TASK PROMPT: Copy every line of the material below character for character, changing nothing.

*** DATA EXTRACT

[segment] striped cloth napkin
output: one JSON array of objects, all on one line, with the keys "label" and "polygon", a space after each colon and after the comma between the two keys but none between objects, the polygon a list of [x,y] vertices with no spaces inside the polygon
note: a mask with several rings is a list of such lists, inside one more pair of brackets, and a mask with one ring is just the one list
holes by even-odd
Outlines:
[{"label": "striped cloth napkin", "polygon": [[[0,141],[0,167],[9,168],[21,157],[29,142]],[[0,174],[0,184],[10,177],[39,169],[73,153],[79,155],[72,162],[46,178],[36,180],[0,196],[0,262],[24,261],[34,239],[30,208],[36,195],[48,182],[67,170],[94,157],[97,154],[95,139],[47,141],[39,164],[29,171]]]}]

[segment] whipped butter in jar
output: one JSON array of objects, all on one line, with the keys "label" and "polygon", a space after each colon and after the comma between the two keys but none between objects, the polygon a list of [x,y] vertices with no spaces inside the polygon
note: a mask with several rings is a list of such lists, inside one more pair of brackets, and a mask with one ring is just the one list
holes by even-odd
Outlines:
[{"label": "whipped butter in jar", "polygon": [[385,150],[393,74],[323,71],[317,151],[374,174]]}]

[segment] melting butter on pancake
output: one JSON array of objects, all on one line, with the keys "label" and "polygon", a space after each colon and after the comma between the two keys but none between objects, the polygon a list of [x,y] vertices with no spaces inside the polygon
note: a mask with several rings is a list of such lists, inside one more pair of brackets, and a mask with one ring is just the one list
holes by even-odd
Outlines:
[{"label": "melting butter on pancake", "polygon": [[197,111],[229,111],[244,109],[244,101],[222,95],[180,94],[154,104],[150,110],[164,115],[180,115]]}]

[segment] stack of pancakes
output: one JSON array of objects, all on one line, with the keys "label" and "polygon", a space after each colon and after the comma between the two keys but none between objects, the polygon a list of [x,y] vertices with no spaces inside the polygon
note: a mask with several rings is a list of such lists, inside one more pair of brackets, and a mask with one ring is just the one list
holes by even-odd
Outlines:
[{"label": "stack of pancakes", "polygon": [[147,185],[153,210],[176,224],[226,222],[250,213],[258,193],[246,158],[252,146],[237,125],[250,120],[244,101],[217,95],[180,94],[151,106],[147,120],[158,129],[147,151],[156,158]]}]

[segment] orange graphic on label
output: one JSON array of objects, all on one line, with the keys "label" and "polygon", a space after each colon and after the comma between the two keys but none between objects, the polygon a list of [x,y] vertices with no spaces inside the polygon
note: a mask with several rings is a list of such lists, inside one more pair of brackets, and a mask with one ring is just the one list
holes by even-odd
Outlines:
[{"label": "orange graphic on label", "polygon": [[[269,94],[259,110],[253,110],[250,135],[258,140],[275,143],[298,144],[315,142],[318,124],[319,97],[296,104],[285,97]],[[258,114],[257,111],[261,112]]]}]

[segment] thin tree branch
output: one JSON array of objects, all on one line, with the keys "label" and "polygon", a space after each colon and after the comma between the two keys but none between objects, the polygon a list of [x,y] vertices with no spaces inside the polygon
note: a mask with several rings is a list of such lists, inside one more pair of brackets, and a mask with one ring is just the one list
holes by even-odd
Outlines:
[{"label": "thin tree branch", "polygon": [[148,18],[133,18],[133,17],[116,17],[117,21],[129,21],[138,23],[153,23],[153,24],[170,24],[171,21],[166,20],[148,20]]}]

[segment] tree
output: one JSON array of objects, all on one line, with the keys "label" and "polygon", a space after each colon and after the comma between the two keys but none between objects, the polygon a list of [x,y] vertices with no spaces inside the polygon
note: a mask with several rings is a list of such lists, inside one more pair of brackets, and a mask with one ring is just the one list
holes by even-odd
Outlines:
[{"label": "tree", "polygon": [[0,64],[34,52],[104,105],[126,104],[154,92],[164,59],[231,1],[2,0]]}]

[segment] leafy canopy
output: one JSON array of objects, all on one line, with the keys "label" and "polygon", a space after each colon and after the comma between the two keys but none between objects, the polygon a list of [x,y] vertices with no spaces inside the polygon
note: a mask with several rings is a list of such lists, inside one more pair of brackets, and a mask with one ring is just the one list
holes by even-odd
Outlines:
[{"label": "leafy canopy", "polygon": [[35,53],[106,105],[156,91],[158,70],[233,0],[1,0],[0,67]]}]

******

EXERCISE RESULT:
[segment] striped cloth napkin
output: one JSON array of objects, all on one line, with the keys "label" and "polygon", a space after each colon and after the comma between the two keys but none between objects, the polygon a list of [x,y] vertices with no spaces inside the polygon
note: a mask with several rings is a list of such lists, inside one more pair of brackets, and a mask with one ring is just the one list
holes by even-odd
Outlines:
[{"label": "striped cloth napkin", "polygon": [[[0,141],[0,167],[9,168],[21,157],[29,142]],[[0,174],[0,184],[10,177],[39,169],[73,153],[79,155],[72,162],[46,178],[36,180],[0,196],[0,262],[24,261],[34,239],[30,208],[36,195],[48,182],[67,170],[94,157],[97,154],[95,139],[47,141],[39,164],[29,171]]]}]

[segment] whipped butter in jar
output: one JSON array of objects, all on one line, with the keys "label" and "polygon", a space after each colon and after the comma between the two keys but none between objects, the polygon a list of [x,y] vertices with no spaces inside the polygon
note: a mask with several rings is a list of such lists, inside one more pair of brackets, and a mask with one ring is just the one list
holes by even-odd
Outlines:
[{"label": "whipped butter in jar", "polygon": [[385,150],[393,74],[323,71],[317,151],[374,174]]}]

[segment] melting butter on pancake
output: one JSON array of objects, all on one line, with the keys "label" and "polygon", a space after each colon and after the comma between the two keys but none between objects, the polygon a list of [x,y] vertices with no spaces inside the polygon
note: a mask with several rings is a list of such lists, inside one more pair of brackets, and a mask with one ring is just the one list
holes by even-odd
Outlines:
[{"label": "melting butter on pancake", "polygon": [[197,111],[229,111],[244,109],[244,101],[222,95],[180,94],[154,104],[150,110],[164,115],[180,115]]}]

[segment] stack of pancakes
output: one JSON array of objects, all on one line, with the keys "label" and "polygon", a space after each colon and after the comma between the two keys but none between objects, the polygon a list of [x,y] vertices with no spaces inside the polygon
note: a mask with several rings is a list of such lists, inside one more pair of brackets, and a mask with one ring is just the one list
holes by even-odd
Outlines:
[{"label": "stack of pancakes", "polygon": [[147,185],[153,210],[176,224],[226,222],[250,213],[258,193],[246,158],[252,146],[237,125],[250,120],[244,101],[217,95],[180,94],[151,106],[147,120],[158,129],[147,151],[156,158]]}]

[segment] orange graphic on label
output: one JSON array of objects, all on one line, with the keys "label" and "polygon", a space after each colon and after the comma between the two keys but none between objects, the polygon a list of [x,y] vertices with no spaces inside the polygon
note: a mask with several rings is a list of such lists, inside one more pair of brackets, and a mask with one ring is just the one list
holes by even-odd
Outlines:
[{"label": "orange graphic on label", "polygon": [[[269,94],[259,110],[253,110],[250,135],[258,140],[275,143],[298,144],[315,142],[318,124],[319,97],[296,104],[285,97]],[[258,114],[257,111],[261,112]]]}]

[segment] thin tree branch
output: one JSON array of objects, all on one line, with the keys "label" and "polygon", a space after each colon and after the comma between the two keys but none between objects, the polygon a list of [x,y] vertices with no spaces inside the polygon
note: a mask with several rings is a list of such lists, inside one more pair of brackets, and a mask with one ring is just the one list
holes by even-odd
Outlines:
[{"label": "thin tree branch", "polygon": [[148,18],[133,18],[133,17],[116,17],[117,21],[129,21],[138,23],[153,23],[153,24],[170,24],[171,21],[166,20],[148,20]]}]

[segment] tree
output: one JSON array of objects, all on one line, with the keys "label" and "polygon", a space after each colon and after the comma between the two keys but none between objects, the polygon a list of [x,y] vertices with no spaces inside the polygon
note: a mask with several rings is a list of such lists, inside one more pair of brackets, and a mask with one ring is just the one list
holes by even-odd
Outlines:
[{"label": "tree", "polygon": [[0,64],[34,52],[104,105],[126,104],[154,92],[164,59],[231,1],[2,0]]}]

[segment] leafy canopy
output: one JSON array of objects, all on one line, with the keys "label" and "polygon", a space after each colon and after the comma between the two keys but none between objects, the polygon a list of [x,y] vertices with no spaces inside the polygon
note: a mask with several rings is a list of such lists, inside one more pair of brackets, and a mask with one ring is just the one list
holes by even-odd
Outlines:
[{"label": "leafy canopy", "polygon": [[35,53],[106,105],[156,91],[158,70],[233,0],[1,0],[0,67]]}]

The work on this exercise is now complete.